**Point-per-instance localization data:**
################
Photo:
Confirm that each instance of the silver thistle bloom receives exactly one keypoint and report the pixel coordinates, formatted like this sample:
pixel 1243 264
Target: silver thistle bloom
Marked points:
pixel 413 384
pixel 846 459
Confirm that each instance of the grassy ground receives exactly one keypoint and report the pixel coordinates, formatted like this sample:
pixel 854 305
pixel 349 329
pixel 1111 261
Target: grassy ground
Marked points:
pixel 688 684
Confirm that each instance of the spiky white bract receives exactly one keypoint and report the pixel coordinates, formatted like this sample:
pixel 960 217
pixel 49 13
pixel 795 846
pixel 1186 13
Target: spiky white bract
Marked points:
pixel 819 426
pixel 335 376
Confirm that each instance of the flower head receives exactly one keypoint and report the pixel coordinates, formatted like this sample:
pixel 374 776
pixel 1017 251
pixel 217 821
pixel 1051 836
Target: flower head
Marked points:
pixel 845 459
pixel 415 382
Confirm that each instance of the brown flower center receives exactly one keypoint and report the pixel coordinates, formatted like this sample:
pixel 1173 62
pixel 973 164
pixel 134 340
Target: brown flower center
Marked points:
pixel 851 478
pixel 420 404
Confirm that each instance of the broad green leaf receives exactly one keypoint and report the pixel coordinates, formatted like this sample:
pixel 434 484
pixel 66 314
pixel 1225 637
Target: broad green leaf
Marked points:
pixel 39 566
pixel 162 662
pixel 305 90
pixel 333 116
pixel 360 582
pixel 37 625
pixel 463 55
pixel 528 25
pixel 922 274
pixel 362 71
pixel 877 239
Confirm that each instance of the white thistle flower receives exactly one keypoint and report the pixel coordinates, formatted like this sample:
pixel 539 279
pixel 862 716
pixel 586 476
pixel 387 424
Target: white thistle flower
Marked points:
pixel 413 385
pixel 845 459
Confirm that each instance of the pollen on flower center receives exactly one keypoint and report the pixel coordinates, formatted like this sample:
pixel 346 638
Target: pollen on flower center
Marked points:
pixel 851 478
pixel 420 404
################
**WORK ORDER:**
Produce a word-for-word restatement of all the records.

**ANSWER SPACE:**
Photo:
Confirm that each instance of the silver thistle bloom receives exactly one keypoint and report the pixel coordinates, formatted like this sample:
pixel 1243 264
Target: silver thistle bloom
Marked points:
pixel 413 384
pixel 846 459
Confirm that each instance of the grassy ground receives exactly one keypoint and report the pixel coordinates, formatted like this sample:
pixel 854 305
pixel 349 329
pixel 1111 261
Target: grassy ground
Marked points:
pixel 688 684
Confirm that each instance of the spiky white bract receives exactly one keypoint and report the pixel coordinates, formatted like this sample:
pixel 960 217
pixel 49 13
pixel 795 846
pixel 1186 13
Target: spiky white bract
Marked points:
pixel 819 426
pixel 335 376
Confirm that each instance of the flower head receives exactly one keypoint and report the pixel coordinates, formatted like this sample:
pixel 374 776
pixel 1017 251
pixel 217 821
pixel 1051 836
Target: flower head
Marked points:
pixel 845 459
pixel 415 382
Confirm that each instance of the brown flower center receives exactly one keypoint and report the pixel coordinates, formatted like this sample:
pixel 1173 62
pixel 973 164
pixel 134 340
Target: brown flower center
Marked points:
pixel 851 478
pixel 420 404
Confirm that each instance of the broad green leaf receives exactly one keypoint and report the pixel coordinates, formatted like this sample:
pixel 434 484
pixel 66 314
pixel 1225 637
Target: broad green leaf
Marked points:
pixel 39 566
pixel 162 662
pixel 305 90
pixel 333 116
pixel 360 582
pixel 37 625
pixel 463 55
pixel 528 25
pixel 922 274
pixel 362 71
pixel 877 239
Confirm that each instance of the white thistle flower receives exactly one keypoint and report the pixel coordinates, formatted like this sample:
pixel 539 279
pixel 862 716
pixel 586 476
pixel 387 424
Target: white thistle flower
Marked points:
pixel 413 385
pixel 845 459
Confirm that each instance of the pollen on flower center receives exactly one keypoint and report the pixel coordinates, formatted like this sample:
pixel 346 638
Target: pollen on flower center
Marked points:
pixel 851 478
pixel 420 404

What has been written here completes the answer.